* _STATED GOAL_
Print every line of the listing below word for word, changing nothing and leaving nothing out.

* _DATASET ENTRIES_

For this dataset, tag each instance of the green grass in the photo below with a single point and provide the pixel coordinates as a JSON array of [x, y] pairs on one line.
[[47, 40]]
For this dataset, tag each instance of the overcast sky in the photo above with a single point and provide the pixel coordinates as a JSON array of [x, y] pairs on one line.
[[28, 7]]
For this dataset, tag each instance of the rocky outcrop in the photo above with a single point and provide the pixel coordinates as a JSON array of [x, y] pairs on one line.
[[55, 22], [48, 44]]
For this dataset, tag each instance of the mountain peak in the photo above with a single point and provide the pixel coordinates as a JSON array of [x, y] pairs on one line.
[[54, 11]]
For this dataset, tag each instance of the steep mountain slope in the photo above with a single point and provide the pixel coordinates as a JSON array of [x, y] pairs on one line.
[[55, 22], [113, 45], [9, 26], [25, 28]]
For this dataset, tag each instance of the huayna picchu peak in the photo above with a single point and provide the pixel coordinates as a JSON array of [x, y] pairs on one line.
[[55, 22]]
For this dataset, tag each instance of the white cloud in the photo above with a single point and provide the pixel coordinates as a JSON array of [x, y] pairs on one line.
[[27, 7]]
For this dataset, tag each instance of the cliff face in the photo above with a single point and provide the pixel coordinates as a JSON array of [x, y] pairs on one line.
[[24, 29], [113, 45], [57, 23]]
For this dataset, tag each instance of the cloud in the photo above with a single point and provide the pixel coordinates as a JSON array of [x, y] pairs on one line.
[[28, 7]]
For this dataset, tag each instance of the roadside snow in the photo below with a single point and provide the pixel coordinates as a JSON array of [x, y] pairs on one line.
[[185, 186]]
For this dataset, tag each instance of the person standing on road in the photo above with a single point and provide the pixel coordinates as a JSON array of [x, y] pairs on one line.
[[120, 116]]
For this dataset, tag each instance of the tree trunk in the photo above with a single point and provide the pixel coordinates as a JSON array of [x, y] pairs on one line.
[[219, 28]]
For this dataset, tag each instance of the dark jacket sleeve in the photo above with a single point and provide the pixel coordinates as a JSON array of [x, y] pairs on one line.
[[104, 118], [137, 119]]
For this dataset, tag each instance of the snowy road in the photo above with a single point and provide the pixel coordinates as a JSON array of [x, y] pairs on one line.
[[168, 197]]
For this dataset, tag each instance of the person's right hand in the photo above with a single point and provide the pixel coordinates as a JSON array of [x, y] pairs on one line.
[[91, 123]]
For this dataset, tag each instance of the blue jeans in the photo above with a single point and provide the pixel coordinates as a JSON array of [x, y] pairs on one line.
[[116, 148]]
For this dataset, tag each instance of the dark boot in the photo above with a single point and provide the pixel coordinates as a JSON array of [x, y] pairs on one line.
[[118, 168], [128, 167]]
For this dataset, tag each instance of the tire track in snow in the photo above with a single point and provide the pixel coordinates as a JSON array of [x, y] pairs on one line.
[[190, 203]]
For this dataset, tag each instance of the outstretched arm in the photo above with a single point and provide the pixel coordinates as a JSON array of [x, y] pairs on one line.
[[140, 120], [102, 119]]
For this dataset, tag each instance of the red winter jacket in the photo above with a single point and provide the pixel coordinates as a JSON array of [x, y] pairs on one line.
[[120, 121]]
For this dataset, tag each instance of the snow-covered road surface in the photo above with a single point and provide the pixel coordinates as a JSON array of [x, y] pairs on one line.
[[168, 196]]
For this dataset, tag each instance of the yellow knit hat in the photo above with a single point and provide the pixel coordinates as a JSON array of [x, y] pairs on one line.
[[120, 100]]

* _RESULT OF THE TASK_
For this dataset, tag each instance of the green grass in the photo below with a single point and provide the pixel coordinates as a JSON array of [x, y] pairs on one line.
[[47, 40]]
For this dataset, tag each instance of the overcast sky in the photo above with a single point and provide the pixel coordinates as a JSON array of [x, y] pairs on one line.
[[28, 7]]
For this dataset, tag each instance of the rocky outcrop in the photo above with a single point and provide the pixel coordinates as a JSON array of [x, y] pairs on one line.
[[55, 22], [48, 44]]
For this dataset, tag each instance of the mountain peak in the photo above with a single point and provide the pixel coordinates as a JSON array of [x, y] pairs on one line.
[[54, 11]]
For this dataset, tag each instance of the steep mountain slope in the photo above with a single point and provide the pixel coordinates as a JSON array of [x, y] pairs on one line.
[[55, 22], [113, 45], [9, 26], [25, 28]]
For this dataset, tag each instance of the huayna picchu peak in the photo above with a single point and provide the pixel coordinates as a JSON array of [x, y] pairs on one line.
[[55, 22]]
For this dataset, tag each instance of the white cloud in the photo above with a single point and provide the pixel coordinates as a JSON array of [x, y] pairs on one line.
[[27, 7]]
For this dataset, tag each instance of the cliff face in the photo above with a single point and provide the pixel coordinates as a JSON array of [x, y] pairs on one line.
[[24, 29], [113, 45], [57, 23]]
For this dataset, tag each instance of the cloud in the photo above with a single point and provide the pixel coordinates as a JSON array of [x, y] pairs on one line.
[[28, 7]]
For this dataset, tag each instance of the roadside snow in the photo below with a single point and provide the pixel coordinates as a JSON array of [x, y] pairs on one line.
[[185, 186]]
For this dataset, tag each instance of the person standing on road in the photo above with a single point and provide the pixel coordinates as a JSON array of [x, y] pairs on one line.
[[120, 116]]
For this dataset, tag each instance of the tree trunk in the photo above with a single point and provide the pixel coordinates as a JSON array of [x, y] pairs on one line.
[[219, 28]]
For this dataset, tag each instance of the dark jacket sleeve in the photo above with a single point and provide the pixel coordinates as a JSON array of [x, y] pairs on one line.
[[104, 118], [137, 119]]
For this dataset, tag each instance of the snowy road in the photo above with a single point and provide the pixel coordinates as a JSON array of [x, y] pairs on one line.
[[168, 197]]
For this dataset, tag each instance of the person's right hand in the photo above with a single point and provide the pixel coordinates as a JSON array of [x, y] pairs on one line.
[[91, 123]]
For this dataset, tag each instance of the blue jeans in the photo above with a single point and provide the pixel coordinates as a JSON array of [x, y] pairs on one line.
[[116, 148]]
For this dataset, tag each instance of the dark boot in the photo above with a single point and provide the pixel coordinates as a JSON array of [x, y] pairs on one line.
[[118, 168], [128, 167]]
For this dataset, tag each instance of the tire track in snow in the photo above with a single point and provide the pixel coordinates as a JSON array of [x, y] pairs on one line.
[[190, 203]]
For this dataset, tag each instance of the outstretched arm in the photo above with a single point and provide the pixel coordinates as a JSON array of [x, y] pairs on one line.
[[140, 120], [102, 119]]
For this dataset, tag each instance of the red winter jacket in the photo above with a single point and provide the pixel coordinates as a JSON array of [x, y] pairs on one line.
[[120, 121]]
For this dataset, tag each instance of the snow-covered road surface in the photo above with a single point and provide the pixel coordinates as a JSON array of [x, y] pairs on one line.
[[168, 196]]
For this dataset, tag each instance of the yellow knit hat in the photo above with a single point and provide the pixel coordinates as a JSON array of [x, y] pairs on one line.
[[120, 100]]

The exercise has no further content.